Never-Give-Up Attitude Powers Foggie Through Difficult Times Toward Phlebotomy Certification From GTCC

Published on: August 31, 2021
GTCC Phlebotomy Training program graduate Willie Foggie.

Four months ago, Willie Foggie was down. He refused to be counted out though.

His employer was behind in his salary. He knew it was time for a job change. His mother, who suffers from debilitating sarcoidosis, had fallen and broken several bones. Foggie and his brother were around-the-clock caregivers, helping her overcome her injuries.

After several attempts over the past few semesters, Foggie had finally gained a seat in Guilford Technical Community College’s Phlebotomy Training Program. When the first week of class rolled around, Foggie’s outlook remained bleak.

“It had been a week or two and I hadn’t been paid by my employers and I didn’t have the money to register. I went on to class and talked to the teachers and thought maybe they would let me wait to the end of the week and maybe I’d get paid by then,” recalled Foggie, who received a SECU scholarship and later received assistance from Titan Link. “Fortunately, Mr. Crow (Warren Crow, program director for health careers and CNA training program at GTCC) came in and he helped me with a scholarship to take the class.

“I can say it was the first time as an adult I can say I got help. It was definitely a surreal feeling. If you get help as a child or a teenager, you expect it. It’s normal. As an adult normally whatever help you get is what you give yourself. This has allowed me to see the world in a different light for the first time in a long time. It gave me a different perspective on how people are not as selfish as I thought they were.”

Foggie still couldn’t afford textbooks, but that was never a factor. With copious class notes and supportive classmates, he not only managed, but exceled.

------------------------------------------------

§ Activity
Answer these questions using the article about Willie Foggie's path to phlebotomy certification:
1. What illness does Foggie's mother suffer from?
2. What position does Warren Crow hold at GTCC?
3. What could Foggie still not afford after getting help with the class?

Image-backed grounding data:
------------------------------------------------

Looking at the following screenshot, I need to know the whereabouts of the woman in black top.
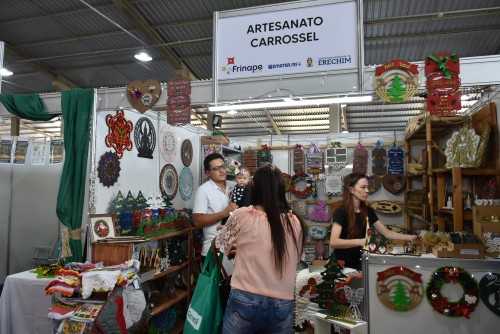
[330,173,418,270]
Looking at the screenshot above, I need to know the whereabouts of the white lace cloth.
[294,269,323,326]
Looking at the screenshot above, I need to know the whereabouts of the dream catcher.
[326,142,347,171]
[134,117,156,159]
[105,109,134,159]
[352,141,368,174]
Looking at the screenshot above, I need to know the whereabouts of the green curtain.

------------------------------------------------

§ Solution to the problem
1. Debilitating sarcoidosis.
2. Program director for health careers and the CNA training program.
3. Textbooks.